Retype each entry below exactly as it stands.

--- start SUPPLIED DATA ---

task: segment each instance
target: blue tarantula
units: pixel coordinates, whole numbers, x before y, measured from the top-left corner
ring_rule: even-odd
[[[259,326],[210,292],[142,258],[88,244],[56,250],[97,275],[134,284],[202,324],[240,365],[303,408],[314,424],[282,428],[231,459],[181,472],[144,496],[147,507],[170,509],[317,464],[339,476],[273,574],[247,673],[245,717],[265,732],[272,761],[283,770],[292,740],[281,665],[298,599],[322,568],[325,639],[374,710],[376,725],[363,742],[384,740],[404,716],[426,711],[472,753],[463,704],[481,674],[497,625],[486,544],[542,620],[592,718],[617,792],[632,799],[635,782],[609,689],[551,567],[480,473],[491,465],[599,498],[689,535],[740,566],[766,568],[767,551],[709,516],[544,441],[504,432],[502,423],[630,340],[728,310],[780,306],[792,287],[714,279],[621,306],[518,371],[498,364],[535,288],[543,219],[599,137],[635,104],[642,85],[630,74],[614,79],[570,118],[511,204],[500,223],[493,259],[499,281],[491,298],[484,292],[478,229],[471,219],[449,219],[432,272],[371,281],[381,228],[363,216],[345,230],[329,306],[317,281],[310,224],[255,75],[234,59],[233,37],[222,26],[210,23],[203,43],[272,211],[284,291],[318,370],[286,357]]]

--- end SUPPLIED DATA ---

EXERCISE RESULT:
task: segment each instance
target: blue tarantula
units: pixel coordinates, whole numbers, x before y, measured from the top-left corner
ring_rule: even-odd
[[[259,326],[210,292],[142,258],[88,244],[56,250],[97,275],[134,284],[202,324],[240,365],[303,408],[314,424],[282,428],[231,459],[181,472],[144,496],[147,507],[170,509],[317,464],[339,476],[273,574],[247,673],[245,717],[265,732],[272,761],[283,770],[292,740],[281,665],[298,599],[322,568],[325,639],[374,710],[376,725],[363,742],[384,740],[404,716],[426,711],[472,753],[463,704],[481,674],[497,625],[486,544],[542,620],[592,718],[617,792],[632,799],[635,782],[609,689],[551,567],[480,473],[491,465],[599,498],[689,535],[740,566],[766,568],[767,551],[709,516],[544,441],[504,432],[502,423],[630,340],[728,310],[780,306],[792,287],[714,279],[621,306],[518,371],[498,364],[535,288],[543,219],[599,137],[635,104],[642,85],[630,74],[614,79],[570,118],[511,204],[500,223],[493,259],[499,281],[491,298],[484,292],[478,229],[471,219],[449,219],[432,272],[371,281],[381,228],[363,216],[345,230],[329,306],[317,281],[310,224],[255,75],[234,59],[233,37],[222,26],[210,23],[203,43],[272,211],[284,291],[318,370],[286,357]]]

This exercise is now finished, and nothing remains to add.